[Excerpts of pointing data]
· · · ·

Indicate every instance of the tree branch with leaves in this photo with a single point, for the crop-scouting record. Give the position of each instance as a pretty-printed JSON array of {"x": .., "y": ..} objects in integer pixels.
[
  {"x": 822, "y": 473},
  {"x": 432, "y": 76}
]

· · · ·

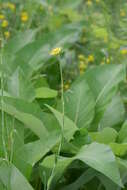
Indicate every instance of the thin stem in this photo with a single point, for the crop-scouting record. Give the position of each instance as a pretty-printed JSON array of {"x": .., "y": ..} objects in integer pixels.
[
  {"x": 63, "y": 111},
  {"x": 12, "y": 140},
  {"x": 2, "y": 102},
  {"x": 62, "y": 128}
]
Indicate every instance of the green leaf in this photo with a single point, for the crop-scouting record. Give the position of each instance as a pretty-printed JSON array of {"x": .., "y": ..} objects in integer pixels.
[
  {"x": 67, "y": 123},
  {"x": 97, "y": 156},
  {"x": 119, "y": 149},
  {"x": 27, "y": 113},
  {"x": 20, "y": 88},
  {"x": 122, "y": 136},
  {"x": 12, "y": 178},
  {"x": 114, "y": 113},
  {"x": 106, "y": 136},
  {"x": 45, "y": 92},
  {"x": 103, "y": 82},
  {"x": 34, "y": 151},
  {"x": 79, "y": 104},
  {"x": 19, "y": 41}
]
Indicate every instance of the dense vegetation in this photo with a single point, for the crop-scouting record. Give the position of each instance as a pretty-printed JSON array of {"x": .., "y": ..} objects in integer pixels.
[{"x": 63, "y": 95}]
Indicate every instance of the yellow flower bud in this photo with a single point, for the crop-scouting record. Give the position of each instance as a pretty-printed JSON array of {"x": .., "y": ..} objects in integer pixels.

· · · ·

Recast the lines of the records, from the line containing "Indicate every instance of the thin" through the line containing "Indicate every instance of the yellow", as a JSON list of strings with one string per line and blank lines omitted.

[
  "Indicate every instance of the thin stem in this photo with a single point, for the crop-scouting record. Give the position of each instance as a pretty-printed JSON array of {\"x\": .., \"y\": ..} objects in integer pixels.",
  "[",
  "  {\"x\": 63, \"y\": 111},",
  "  {\"x\": 12, \"y\": 140},",
  "  {\"x\": 2, \"y\": 102},",
  "  {\"x\": 62, \"y\": 128}",
  "]",
  "Indicate every instance of the green leaf in this photo with a single point, for the crop-scouting record. Give the position of each instance as a pretty-printed JSON array of {\"x\": .., \"y\": ..} objects in integer pixels.",
  "[",
  "  {\"x\": 67, \"y\": 123},",
  "  {\"x\": 97, \"y\": 156},",
  "  {\"x\": 119, \"y\": 149},",
  "  {\"x\": 27, \"y\": 113},",
  "  {\"x\": 20, \"y\": 88},",
  "  {\"x\": 122, \"y\": 136},",
  "  {\"x\": 12, \"y\": 178},",
  "  {\"x\": 114, \"y\": 113},",
  "  {\"x\": 106, \"y\": 136},",
  "  {\"x\": 45, \"y\": 92},",
  "  {\"x\": 103, \"y\": 82},",
  "  {\"x\": 34, \"y\": 151},",
  "  {\"x\": 79, \"y\": 104},",
  "  {\"x\": 19, \"y\": 41}",
  "]",
  "Indicate every instance of the dense vegetation in this photo with a single point, for the crop-scouting record. Give the position of each instance as a pretty-printed JSON array of {\"x\": .., \"y\": ..} objects in integer pixels.",
  "[{\"x\": 63, \"y\": 95}]",
  "Indicate every instance of the yellow flower bud in this photo with a single point, for the crop-scouting record. Give the position of each instance as a pretty-printed JSON array of {\"x\": .., \"y\": ..} objects in integer pixels."
]